▶ _Text under study_

╭──

Follow

Translate

NYC Psychotherapist Blog

power by WikipediaMindmap
Showing posts with label creative visualization. Show all posts
Showing posts with label creative visualization. Show all posts

Monday, December 8, 2025

How Visualization Can Transform Your Life

In my psychotherapy private practice in New York City I help clients to use their imagination and visualizations to achieve transformation in their life (see my article: Using Your Imagination).

Visualization and Transformation

What is Visualization?
Visualization is the process of creating vivid mental images or representations. 

Visualization can be used to understand complex information. It can also be used to mentally rehearse desired outcomes for personal growth, therapy or performance (see my article: Using the Mind-Body Connection to Create a Vision of What You Want).

Visualization uses the imagination to form pictures in your mind. This often involves using all your senses to simulate experiences and goals. This can improve focus, motivation and the development of new skills.

How is Visualization Used in Psychotherapy and Personal Development?
Here are some examples of how visualization can be used in psychotherapy and personal development:
  • Mental Rehearsal: Imagining yourself performing a task. This builds neural pathways which makes it easier to do in real life.

╰──

▶ _Extracted material_
╭──

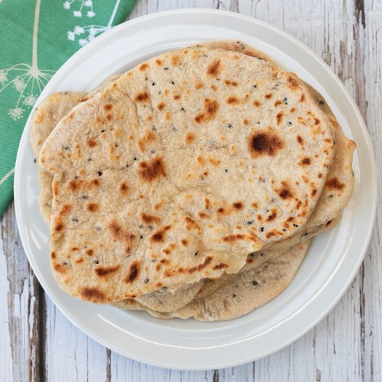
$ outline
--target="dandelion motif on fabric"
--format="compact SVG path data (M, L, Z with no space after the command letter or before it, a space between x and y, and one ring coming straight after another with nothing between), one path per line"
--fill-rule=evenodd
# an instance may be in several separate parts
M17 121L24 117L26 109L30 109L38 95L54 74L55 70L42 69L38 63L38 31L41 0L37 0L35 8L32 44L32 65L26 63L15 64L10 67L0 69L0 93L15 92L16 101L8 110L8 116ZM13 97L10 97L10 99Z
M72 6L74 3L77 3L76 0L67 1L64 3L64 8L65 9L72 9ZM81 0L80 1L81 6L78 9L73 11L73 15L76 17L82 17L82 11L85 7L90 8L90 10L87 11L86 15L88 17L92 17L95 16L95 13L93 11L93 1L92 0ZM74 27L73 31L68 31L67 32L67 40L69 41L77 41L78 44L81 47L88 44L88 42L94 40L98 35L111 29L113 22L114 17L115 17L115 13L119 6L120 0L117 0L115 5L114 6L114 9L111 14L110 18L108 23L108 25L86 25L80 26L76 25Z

╰──
╭──

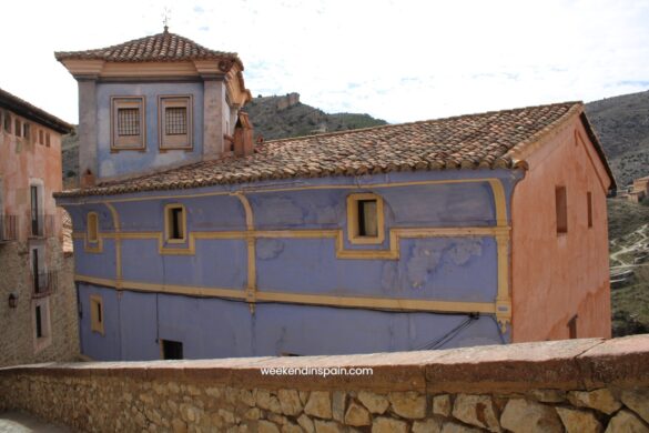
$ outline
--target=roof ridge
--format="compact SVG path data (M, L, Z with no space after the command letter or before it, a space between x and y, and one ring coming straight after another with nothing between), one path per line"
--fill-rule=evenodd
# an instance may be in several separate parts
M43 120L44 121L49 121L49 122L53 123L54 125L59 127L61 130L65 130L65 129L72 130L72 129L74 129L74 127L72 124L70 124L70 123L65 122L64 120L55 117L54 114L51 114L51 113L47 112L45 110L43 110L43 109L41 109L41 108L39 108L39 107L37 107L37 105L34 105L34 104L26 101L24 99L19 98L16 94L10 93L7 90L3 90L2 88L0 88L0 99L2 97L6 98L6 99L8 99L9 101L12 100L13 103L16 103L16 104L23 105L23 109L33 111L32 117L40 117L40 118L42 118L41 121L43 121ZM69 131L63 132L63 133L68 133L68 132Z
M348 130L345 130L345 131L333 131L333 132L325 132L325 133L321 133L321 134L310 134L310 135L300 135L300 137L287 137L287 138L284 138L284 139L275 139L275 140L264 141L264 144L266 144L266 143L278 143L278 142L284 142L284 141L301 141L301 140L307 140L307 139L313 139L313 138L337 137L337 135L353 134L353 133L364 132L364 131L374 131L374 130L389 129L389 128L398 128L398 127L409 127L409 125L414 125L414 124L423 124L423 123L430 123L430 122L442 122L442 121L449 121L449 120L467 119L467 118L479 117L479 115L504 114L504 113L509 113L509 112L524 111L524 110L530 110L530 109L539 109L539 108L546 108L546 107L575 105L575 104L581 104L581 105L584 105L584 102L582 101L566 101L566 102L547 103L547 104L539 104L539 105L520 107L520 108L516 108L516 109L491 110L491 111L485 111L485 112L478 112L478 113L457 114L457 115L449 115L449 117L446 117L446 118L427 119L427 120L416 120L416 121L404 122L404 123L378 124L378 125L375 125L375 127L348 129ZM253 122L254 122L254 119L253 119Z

╰──

▶ _List of tasks_
1. Answer these questions about the visualization blog post:
(a) How does the post define visualization?
(b) In which city is the author's psychotherapy private practice?
(c) According to the "Mental Rehearsal" item, what does imagining yourself performing a task build?
2. What does the visualization blog post say visualization can improve? List every item it names.
3. How would you render this sentence from the visualization blog post in Spanish: "Visualization is the process of creating vivid mental images or representations."

▶ _Responses_
1.
(a) The process of creating vivid mental images or representations.
(b) New York City.
(c) Neural pathways.

2.
- Focus
- Motivation
- The development of new skills

3. La visualización es el proceso de crear imágenes o representaciones mentales vívidas.